• Exercise details: Count lines holding the string "pole" in the data that follows. Reply with one number only.

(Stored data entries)

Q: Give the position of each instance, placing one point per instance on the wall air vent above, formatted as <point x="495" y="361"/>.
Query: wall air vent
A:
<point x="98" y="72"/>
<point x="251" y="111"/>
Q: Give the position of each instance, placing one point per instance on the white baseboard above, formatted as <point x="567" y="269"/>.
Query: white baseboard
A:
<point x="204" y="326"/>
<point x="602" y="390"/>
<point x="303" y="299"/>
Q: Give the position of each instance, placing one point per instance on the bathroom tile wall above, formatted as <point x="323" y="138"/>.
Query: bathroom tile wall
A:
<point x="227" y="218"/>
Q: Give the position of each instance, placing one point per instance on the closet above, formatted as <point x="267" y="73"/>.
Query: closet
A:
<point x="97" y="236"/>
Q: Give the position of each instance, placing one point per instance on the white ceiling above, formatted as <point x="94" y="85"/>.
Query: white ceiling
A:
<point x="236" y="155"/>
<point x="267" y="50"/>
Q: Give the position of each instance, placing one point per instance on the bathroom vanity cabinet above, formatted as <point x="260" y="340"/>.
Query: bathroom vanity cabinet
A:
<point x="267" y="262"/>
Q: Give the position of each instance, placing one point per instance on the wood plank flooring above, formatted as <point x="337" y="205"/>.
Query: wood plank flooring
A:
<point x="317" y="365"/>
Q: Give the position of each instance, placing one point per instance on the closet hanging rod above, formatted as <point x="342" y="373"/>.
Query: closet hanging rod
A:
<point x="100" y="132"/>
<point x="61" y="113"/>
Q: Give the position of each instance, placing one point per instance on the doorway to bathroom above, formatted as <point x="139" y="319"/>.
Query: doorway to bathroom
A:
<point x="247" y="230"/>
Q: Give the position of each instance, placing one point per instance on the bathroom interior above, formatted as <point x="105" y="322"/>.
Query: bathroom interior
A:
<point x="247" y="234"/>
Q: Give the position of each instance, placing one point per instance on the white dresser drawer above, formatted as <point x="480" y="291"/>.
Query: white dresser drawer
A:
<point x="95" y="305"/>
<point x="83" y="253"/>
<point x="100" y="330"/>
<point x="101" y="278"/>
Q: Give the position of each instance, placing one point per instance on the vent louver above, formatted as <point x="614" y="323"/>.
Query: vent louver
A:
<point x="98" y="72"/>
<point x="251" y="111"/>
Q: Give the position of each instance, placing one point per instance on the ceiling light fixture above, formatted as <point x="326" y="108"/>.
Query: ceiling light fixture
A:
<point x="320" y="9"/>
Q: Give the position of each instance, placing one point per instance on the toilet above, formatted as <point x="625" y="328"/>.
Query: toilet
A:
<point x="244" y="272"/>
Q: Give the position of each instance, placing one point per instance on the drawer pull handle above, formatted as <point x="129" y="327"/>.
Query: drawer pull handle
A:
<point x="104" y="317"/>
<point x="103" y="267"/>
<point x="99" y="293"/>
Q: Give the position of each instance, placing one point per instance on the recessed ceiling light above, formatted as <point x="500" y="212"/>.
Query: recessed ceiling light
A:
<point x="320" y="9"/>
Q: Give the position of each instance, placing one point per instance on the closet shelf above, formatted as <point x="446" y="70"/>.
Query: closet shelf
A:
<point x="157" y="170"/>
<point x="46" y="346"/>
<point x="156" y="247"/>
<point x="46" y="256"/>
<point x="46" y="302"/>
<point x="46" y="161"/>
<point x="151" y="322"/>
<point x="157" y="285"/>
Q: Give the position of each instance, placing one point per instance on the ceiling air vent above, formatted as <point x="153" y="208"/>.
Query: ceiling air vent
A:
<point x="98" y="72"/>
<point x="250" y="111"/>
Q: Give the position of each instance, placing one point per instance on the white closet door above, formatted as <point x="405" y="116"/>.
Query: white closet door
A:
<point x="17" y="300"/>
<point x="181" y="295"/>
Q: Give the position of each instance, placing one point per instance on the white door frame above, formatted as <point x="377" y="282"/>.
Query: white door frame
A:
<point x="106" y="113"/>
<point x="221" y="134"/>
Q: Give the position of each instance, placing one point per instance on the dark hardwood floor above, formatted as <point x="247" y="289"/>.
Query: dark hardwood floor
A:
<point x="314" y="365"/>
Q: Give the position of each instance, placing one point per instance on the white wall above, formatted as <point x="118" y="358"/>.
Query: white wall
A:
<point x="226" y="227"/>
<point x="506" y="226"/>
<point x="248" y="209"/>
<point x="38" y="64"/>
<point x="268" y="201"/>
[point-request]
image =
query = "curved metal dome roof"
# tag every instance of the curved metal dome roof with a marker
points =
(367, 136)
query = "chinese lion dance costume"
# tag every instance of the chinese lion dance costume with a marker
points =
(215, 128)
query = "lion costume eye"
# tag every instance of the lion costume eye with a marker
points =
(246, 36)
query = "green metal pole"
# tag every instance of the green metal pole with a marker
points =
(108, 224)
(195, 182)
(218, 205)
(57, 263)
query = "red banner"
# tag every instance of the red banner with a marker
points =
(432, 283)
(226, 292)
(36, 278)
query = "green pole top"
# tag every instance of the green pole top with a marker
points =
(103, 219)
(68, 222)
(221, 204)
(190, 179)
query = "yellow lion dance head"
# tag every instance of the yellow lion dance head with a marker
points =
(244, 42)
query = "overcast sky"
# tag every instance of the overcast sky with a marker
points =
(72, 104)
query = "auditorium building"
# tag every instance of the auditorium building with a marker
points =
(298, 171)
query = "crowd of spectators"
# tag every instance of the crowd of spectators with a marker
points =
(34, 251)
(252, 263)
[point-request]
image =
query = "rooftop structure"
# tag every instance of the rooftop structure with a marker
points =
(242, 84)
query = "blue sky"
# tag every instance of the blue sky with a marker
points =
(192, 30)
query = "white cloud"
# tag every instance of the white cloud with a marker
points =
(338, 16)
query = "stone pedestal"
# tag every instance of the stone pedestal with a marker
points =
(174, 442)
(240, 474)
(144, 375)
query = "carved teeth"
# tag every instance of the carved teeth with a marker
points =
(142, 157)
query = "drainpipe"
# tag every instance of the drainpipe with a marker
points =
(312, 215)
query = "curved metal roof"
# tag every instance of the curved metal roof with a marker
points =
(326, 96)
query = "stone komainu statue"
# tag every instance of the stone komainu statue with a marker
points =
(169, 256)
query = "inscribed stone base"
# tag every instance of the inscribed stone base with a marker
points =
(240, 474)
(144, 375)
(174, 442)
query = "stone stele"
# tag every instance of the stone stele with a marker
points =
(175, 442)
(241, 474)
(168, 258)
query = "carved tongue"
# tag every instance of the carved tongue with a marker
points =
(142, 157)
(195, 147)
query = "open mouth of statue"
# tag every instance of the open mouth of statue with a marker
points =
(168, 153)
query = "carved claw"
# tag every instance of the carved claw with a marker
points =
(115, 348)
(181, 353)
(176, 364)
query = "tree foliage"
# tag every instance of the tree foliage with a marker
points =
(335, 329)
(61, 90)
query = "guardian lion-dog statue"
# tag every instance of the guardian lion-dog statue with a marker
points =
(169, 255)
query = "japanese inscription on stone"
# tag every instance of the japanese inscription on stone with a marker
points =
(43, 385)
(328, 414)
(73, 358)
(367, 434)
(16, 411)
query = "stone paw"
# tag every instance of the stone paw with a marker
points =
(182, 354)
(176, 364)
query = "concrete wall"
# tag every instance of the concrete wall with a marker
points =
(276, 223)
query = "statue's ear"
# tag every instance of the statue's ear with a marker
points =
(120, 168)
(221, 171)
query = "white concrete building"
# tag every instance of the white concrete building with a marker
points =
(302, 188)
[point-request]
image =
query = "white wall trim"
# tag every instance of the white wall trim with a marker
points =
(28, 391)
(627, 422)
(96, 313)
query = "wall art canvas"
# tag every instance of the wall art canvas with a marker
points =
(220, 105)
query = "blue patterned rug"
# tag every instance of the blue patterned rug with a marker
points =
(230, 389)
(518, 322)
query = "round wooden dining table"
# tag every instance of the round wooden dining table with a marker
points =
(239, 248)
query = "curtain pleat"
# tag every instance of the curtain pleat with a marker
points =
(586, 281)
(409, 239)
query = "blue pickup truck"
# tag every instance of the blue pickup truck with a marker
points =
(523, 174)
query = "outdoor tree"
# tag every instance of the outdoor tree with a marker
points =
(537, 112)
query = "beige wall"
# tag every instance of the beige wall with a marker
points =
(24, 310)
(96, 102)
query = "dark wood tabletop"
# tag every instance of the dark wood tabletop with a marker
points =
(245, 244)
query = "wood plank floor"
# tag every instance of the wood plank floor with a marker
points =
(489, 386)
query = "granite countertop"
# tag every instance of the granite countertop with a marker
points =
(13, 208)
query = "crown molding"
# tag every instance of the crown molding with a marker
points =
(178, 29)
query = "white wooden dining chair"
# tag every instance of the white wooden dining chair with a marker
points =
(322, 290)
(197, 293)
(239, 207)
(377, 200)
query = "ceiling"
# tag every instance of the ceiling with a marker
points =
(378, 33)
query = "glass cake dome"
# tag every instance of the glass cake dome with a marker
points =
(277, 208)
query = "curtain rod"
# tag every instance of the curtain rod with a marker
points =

• Written answer: 4